§ EXTRACT TO READ:

Cyberspies Use IP Cameras to Deploy Backdoors, Steal Exchange Emails
A newly discovered and uncommonly stealthy Advanced Persistent Threat (APT) group is breaching corporate networks to steal Exchange (on-premise and online) emails from employees involved in corporate transactions such as mergers and acquisitions.
Mandiant researchers, who discovered the threat actor and now track it as UNC3524, say the group has demonstrated its “advanced” capabilities as it maintained access to its victims’ environments for more than 18 months (in some cases).
“Once UNC3524 successfully obtained privileged credentials to the victim’s mail environment, they began making Exchange Web Services (EWS) API requests to either the on-premises Microsoft Exchange or Microsoft 365 Exchange Online environment,” Mandiant said.
“In each of the UNC3524 victim environments, the threat actor would target a subset of mailboxes, focusing their attention on executive teams and employees that work in corporate development, mergers and acquisitions, or IT security staff.”

§ PROBLEMS TO SOLVE:
(a) Answer these questions using the UNC3524 article:
(i) Which company's researchers discovered the group, and under what name do they track it?
(ii) In some cases, how long did the group keep access to its victims' environments?
(iii) What kind of API requests did the group start making once it had privileged credentials to the mail environment?
(b) Render this sentence from the UNC3524 article in Spanish: "Mandiant researchers, who discovered the threat actor and now track it as UNC3524, say the group has demonstrated its “advanced” capabilities as it maintained access to its victims’ environments for more than 18 months (in some cases)."
(c) Pick up the UNC3524 article after its last sentence and keep writing it.

§ STORED DATA:
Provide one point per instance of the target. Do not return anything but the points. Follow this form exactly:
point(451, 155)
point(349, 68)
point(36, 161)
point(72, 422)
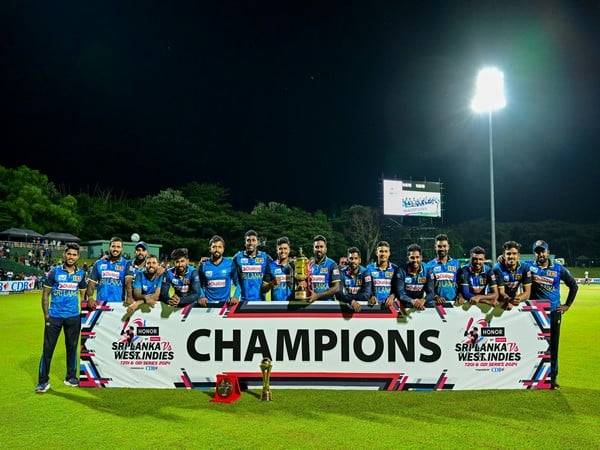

§ RESPONSES FOR EACH TASK:
(a)
(i) Mandiant researchers discovered the group and track it as UNC3524.
(ii) More than 18 months.
(iii) Exchange Web Services (EWS) API requests.

(b) Los investigadores de Mandiant, que descubrieron al actor de amenazas y ahora lo rastrean como UNC3524, afirman que el grupo ha demostrado sus capacidades “avanzadas” al haber mantenido el acceso a los entornos de sus víctimas durante más de 18 meses (en algunos casos).

(c)
UNC3524 can persist by deploying a newly found backdoor dubbed QUIETEXIT (developed using the open-source Dropbear SSH software as inspiration) on network appliances with no support for security monitoring and malware detection tools.
In some attacks, UNC3524 has also deployed the reGeorg web shell (a version linked by the NSA to the Russian-sponsored APT28/Fancy Bear group) on DMZ web servers to create a SOCKS tunnel as an alternate access point into its victims’ networks.
By deploying its malware on these devices (e.g., wireless access point controllers, SAN arrays, and load balancers), UNC3524 greatly extends the interval between initial access to when victims detect its malicious activity and cut off access.
However, even when that happens, Mandiant says the threat group “wasted no time re-compromising the environment with a variety of mechanisms, immediately restarting their data theft campaign.”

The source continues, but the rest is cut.